• Exercise objective:
Only one stretch of the data below is needed: the line with "# shape of each" through the last line. Output it exactly and drop the pictures.

• Excerpts from a dataset:
◆ ◆ ◆

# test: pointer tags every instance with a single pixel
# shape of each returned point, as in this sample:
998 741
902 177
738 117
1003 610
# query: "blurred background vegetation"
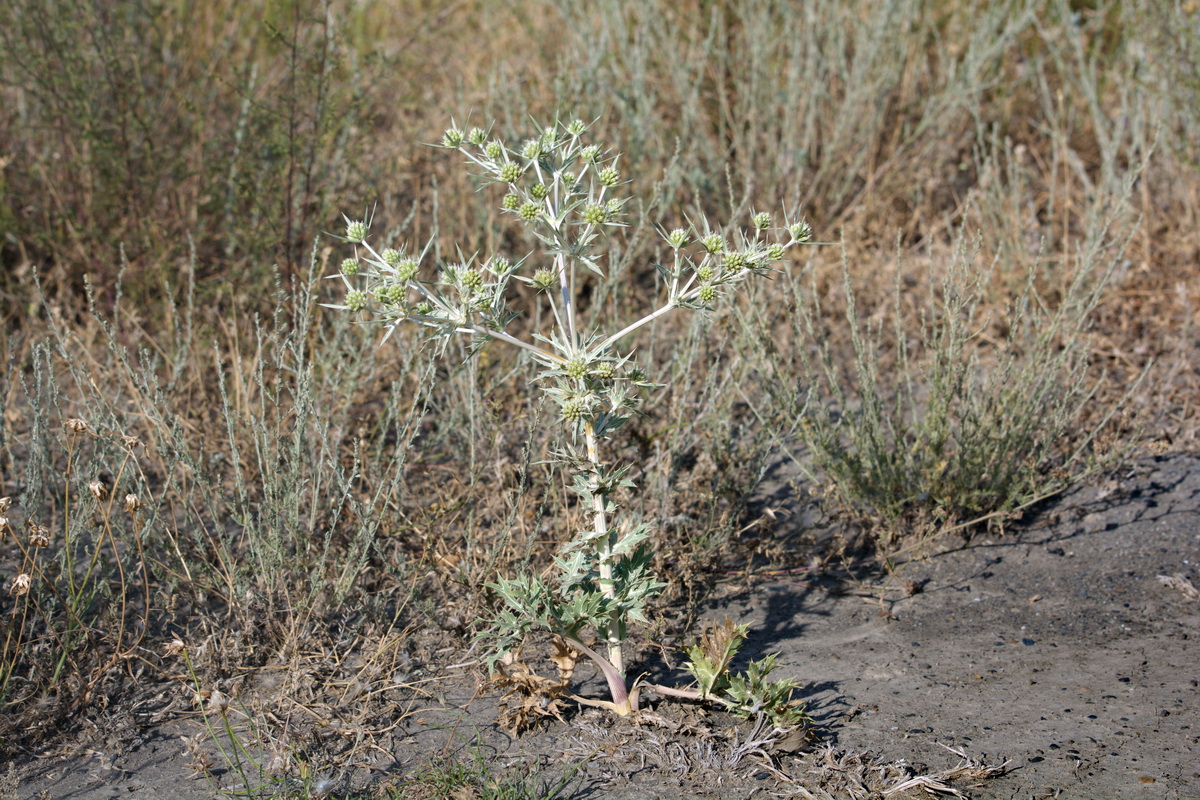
1009 187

◆ ◆ ◆

• The completed task:
# shape of each returned point, as in this sample:
998 741
902 177
738 117
1003 610
# query: "blurred background vegetation"
1009 187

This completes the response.